§ **TASK DESCRIPTION**: Emit the line that holds "Where can the cardboard" and all lines following it through the end of the data, verbatim, and nothing else.

§ **MATERIAL FOR THIS EXERCISE**:
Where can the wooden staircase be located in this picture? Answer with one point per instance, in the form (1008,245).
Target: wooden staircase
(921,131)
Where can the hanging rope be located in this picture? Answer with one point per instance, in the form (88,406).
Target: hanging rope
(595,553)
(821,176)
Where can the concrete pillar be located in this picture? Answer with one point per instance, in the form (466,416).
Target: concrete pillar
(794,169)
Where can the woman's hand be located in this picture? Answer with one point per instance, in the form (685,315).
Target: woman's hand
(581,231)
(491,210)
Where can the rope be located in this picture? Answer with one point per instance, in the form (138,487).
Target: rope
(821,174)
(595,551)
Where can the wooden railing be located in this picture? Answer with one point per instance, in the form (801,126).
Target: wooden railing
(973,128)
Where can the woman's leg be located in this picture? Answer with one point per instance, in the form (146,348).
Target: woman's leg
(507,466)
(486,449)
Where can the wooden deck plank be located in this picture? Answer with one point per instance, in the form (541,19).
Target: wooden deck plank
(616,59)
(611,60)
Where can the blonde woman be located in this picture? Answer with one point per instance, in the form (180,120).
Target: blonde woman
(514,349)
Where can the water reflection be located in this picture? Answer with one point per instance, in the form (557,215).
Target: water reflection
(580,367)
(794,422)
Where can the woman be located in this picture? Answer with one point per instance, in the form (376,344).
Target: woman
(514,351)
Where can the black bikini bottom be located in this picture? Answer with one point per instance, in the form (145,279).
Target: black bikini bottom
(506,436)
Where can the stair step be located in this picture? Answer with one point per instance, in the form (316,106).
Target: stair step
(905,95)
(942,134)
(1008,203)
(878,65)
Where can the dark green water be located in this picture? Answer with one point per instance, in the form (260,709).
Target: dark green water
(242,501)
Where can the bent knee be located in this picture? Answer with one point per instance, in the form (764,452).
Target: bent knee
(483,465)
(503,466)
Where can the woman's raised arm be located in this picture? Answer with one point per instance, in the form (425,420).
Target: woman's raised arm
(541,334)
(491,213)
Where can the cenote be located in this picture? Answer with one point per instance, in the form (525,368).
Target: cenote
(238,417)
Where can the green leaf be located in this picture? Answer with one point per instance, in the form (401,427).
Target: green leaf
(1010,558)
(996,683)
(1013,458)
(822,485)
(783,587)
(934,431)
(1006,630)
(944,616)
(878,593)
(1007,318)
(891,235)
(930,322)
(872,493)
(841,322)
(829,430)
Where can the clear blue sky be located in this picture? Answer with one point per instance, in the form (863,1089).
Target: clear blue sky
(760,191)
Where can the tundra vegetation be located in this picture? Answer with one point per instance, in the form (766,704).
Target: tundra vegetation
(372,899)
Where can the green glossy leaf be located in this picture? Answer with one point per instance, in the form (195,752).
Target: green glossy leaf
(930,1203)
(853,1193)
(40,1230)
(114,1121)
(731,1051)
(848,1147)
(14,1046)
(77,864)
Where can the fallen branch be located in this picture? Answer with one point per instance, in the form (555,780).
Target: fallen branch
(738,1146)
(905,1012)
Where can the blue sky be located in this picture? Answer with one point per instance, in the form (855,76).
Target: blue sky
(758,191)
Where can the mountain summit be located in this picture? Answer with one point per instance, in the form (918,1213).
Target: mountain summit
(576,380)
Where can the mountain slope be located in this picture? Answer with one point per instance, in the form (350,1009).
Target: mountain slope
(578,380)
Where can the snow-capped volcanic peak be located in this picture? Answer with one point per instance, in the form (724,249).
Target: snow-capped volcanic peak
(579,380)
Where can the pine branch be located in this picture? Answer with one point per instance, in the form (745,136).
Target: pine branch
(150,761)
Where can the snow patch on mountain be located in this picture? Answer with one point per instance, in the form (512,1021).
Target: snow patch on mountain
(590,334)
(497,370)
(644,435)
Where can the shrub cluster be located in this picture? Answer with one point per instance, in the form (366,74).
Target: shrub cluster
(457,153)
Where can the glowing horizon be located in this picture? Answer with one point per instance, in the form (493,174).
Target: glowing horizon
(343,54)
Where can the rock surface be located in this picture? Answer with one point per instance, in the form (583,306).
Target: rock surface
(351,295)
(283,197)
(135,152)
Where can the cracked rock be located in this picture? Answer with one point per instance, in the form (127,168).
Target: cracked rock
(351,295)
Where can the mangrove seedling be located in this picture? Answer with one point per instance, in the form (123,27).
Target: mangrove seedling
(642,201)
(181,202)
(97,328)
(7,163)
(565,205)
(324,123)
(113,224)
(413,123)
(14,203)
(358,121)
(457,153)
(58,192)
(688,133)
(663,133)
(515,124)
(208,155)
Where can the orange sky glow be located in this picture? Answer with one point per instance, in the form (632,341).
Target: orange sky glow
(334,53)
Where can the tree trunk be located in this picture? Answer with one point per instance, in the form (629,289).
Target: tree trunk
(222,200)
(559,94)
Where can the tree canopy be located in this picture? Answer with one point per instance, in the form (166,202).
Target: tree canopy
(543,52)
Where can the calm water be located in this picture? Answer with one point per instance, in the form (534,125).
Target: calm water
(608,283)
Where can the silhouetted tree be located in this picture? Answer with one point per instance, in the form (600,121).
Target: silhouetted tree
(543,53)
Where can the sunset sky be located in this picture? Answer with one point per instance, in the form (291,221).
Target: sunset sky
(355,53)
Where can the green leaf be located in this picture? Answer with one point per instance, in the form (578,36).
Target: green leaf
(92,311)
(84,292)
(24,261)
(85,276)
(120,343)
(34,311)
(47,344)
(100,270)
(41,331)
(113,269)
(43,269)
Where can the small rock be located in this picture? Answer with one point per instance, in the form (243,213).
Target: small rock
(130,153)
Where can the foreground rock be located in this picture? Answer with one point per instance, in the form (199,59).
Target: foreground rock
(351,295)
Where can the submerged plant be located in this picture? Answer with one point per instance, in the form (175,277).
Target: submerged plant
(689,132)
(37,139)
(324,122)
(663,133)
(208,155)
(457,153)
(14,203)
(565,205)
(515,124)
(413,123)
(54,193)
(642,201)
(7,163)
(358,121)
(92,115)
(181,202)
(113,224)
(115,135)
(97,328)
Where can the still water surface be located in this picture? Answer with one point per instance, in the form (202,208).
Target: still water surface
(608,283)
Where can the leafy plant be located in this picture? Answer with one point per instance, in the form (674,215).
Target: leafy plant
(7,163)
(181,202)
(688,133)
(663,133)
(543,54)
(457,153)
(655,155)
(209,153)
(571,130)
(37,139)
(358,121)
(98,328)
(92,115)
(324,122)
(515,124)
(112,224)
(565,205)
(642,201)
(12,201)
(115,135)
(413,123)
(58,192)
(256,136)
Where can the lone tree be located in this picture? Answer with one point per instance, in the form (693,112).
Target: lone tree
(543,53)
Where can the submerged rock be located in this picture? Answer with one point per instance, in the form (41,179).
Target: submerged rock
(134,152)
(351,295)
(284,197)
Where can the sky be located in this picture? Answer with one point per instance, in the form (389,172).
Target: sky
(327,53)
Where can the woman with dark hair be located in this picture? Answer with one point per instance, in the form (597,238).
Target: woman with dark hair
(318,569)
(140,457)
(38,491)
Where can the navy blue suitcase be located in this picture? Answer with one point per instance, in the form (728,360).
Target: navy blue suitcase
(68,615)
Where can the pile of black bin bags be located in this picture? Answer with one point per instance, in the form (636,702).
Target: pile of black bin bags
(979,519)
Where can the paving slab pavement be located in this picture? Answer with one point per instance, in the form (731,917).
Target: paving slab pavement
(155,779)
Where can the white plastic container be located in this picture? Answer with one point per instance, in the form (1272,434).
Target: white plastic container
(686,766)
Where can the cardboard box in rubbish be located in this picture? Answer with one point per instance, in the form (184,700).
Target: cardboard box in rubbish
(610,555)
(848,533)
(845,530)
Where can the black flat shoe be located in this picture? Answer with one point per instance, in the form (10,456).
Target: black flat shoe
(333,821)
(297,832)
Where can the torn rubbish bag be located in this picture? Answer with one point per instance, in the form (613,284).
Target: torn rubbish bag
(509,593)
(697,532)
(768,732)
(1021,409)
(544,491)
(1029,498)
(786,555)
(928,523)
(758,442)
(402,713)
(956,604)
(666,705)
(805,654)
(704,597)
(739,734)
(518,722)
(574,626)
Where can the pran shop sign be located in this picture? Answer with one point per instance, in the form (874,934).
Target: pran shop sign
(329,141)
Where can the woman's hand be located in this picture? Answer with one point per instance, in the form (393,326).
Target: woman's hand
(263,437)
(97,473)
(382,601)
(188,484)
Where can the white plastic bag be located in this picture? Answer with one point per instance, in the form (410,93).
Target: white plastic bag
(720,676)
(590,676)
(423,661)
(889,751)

§ **THE RESPONSE**:
Where can the cardboard box in rubbish be located in this picture? Answer with one point per instance, in the form (184,700).
Target: cardboard box in rubbish
(610,555)
(848,533)
(845,530)
Where can the black flat shoe be located in this picture? Answer with one point per instance, in the form (10,456).
Target: black flat shoe
(333,821)
(297,832)
Where can the torn rubbish bag be located in this picture? Answer with one point per instance, in the form (613,284).
Target: torn rubbish bag
(509,593)
(697,532)
(768,732)
(1021,409)
(544,491)
(1029,498)
(786,555)
(928,523)
(758,442)
(402,713)
(956,604)
(666,705)
(805,654)
(704,597)
(739,734)
(518,722)
(574,626)
Where can the pran shop sign be located in this picture? Answer with one point per instance, in the form (874,934).
Target: pran shop sign
(329,141)
Where can the woman's hand be located in this picture? Answer with one point per instance, in the form (393,326).
Target: woman's hand
(263,437)
(97,473)
(382,601)
(188,484)
Where can the white plastic bag be located in this picture? Answer with one point per instance, in the form (410,93).
Target: white plastic bag
(720,676)
(590,676)
(423,661)
(889,751)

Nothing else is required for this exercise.